*Work item*: Look below for the line with "negative clicks: (625, 289) (579, 290)", then give it again exactly, along with every line that comes after it, the final line included.

*Source records*:
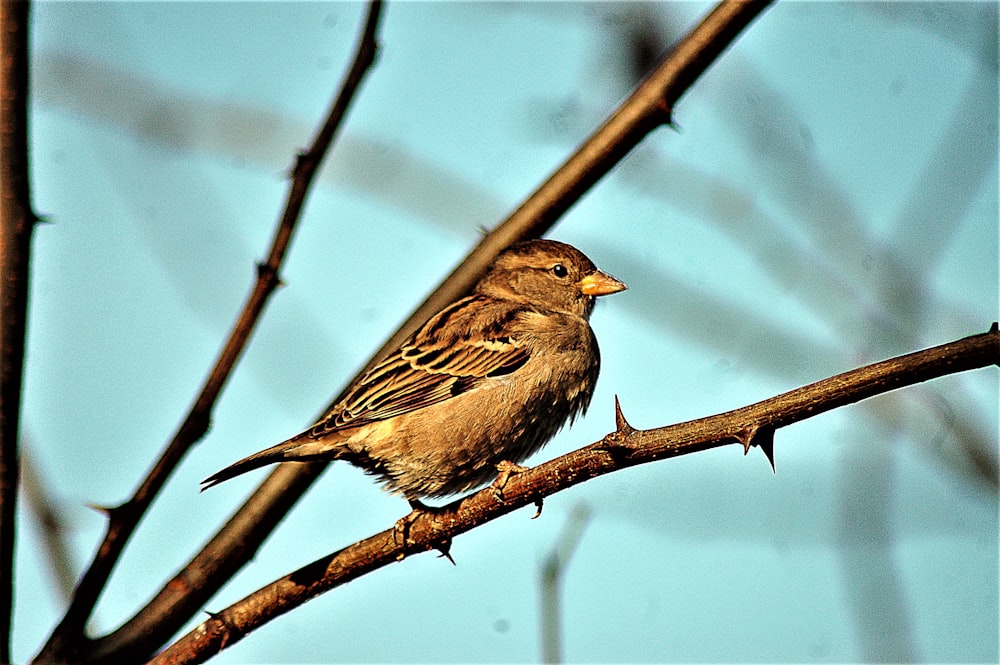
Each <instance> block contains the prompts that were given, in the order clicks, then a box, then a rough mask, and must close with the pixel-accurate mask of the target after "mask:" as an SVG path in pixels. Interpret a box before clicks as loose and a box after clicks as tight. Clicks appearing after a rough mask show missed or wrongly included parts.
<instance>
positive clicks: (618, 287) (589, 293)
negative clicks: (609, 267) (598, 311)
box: [576, 270, 628, 296]
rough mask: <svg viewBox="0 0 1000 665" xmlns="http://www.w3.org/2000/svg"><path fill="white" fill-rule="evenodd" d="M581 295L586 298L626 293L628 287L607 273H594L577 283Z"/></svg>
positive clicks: (597, 272) (594, 272) (621, 282)
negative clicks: (625, 289) (579, 290)
mask: <svg viewBox="0 0 1000 665" xmlns="http://www.w3.org/2000/svg"><path fill="white" fill-rule="evenodd" d="M576 285H577V287H579V289H580V293H582V294H583V295H585V296H606V295H609V294H611V293H618V292H619V291H624V290H625V289H627V288H628V287H627V286H625V284H624V283H623V282H620V281H618V280H617V279H615V278H614V277H612V276H611V275H609V274H608V273H606V272H601V271H600V270H598V271H597V272H592V273H590V274H589V275H587V276H586V277H584V278H583V279H581V280H580V281H579V282H577V283H576Z"/></svg>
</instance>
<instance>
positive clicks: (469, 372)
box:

*Exercise output*:
negative clicks: (625, 289) (579, 290)
mask: <svg viewBox="0 0 1000 665" xmlns="http://www.w3.org/2000/svg"><path fill="white" fill-rule="evenodd" d="M576 285H577V287H579V289H580V293H582V294H583V295H585V296H606V295H609V294H611V293H618V292H619V291H624V290H625V289H627V288H628V287H627V286H625V284H624V283H623V282H620V281H618V280H617V279H615V278H614V277H612V276H611V275H609V274H608V273H606V272H601V271H600V270H598V271H597V272H592V273H590V274H589V275H587V276H586V277H584V278H583V279H581V280H580V281H579V282H577V283H576Z"/></svg>
</instance>
<instance>
positive clicks: (469, 372)
box:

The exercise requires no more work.